(Source passage)
= Beginning of Section =
WASHINGTON, Aug. 1, 2016 – The U.S. and Brazil have agreed to allow access to each other’s beef markets after more than a decade of negotiations.
Brazil’s Ministry of Agriculture, Livestock and Food Supply has agreed to imports of U.S. beef for the first time in 13 years, USDA announced today. And the U.S. will accept Brazilian beef for the first time since 1999.
“Brazil's action reflects the United States’ negligible risk classification for bovine spongiform encephalopathy (BSE) by the World Organization for Animal Health (OIE) and aligns Brazil's regulations to the OIE’s scientific international animal health guidelines,” USDA said in a news release.
And USDA also acknowledged some news that broke a few days ago, that for the first time since 1999 the U.S. will allow imports of fresh and frozen Brazilian beef. The Food Safety and Inspection Service (FSIS) “recently determined that Brazil's food safety system governing meat products remains equivalent to that of the United States and that fresh (chilled or frozen) beef can be safely imported from Brazil,” USDA said.
= End of Section =
(Information given)
= Beginning of Section =
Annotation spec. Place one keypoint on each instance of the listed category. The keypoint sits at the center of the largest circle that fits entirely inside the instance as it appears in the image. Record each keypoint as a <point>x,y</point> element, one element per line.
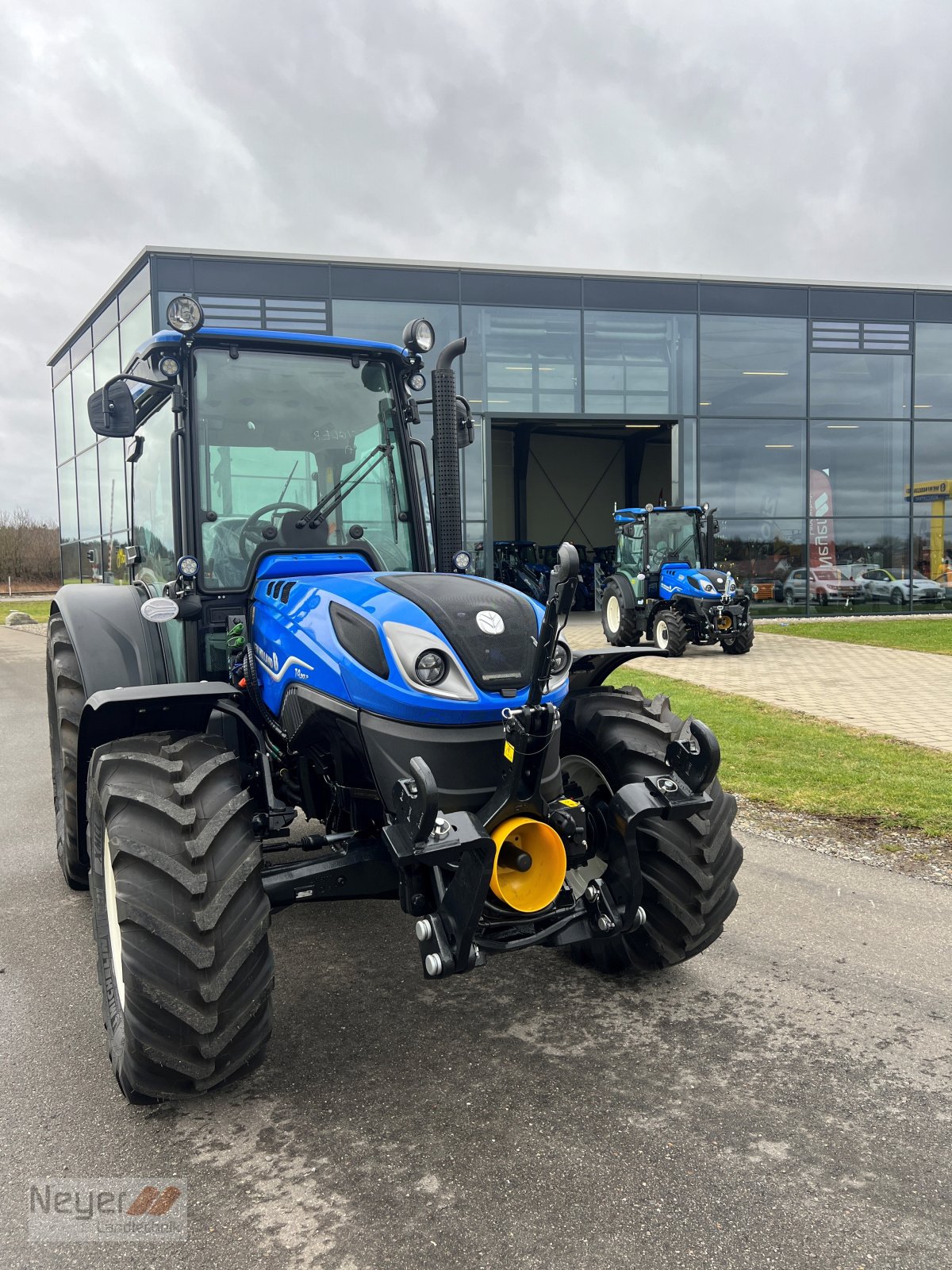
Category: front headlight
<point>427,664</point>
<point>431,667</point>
= End of Section =
= Beginning of Section =
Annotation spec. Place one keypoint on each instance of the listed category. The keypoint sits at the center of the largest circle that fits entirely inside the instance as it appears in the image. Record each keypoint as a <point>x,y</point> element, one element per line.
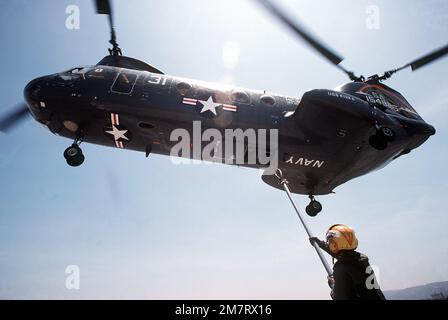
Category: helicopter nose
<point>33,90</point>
= End of Section =
(Your task) In the beef trade report, which agency determined that Brazil's food safety system governing meat products remains equivalent to that of the United States?

(Answer for this exercise) The Food Safety and Inspection Service (FSIS)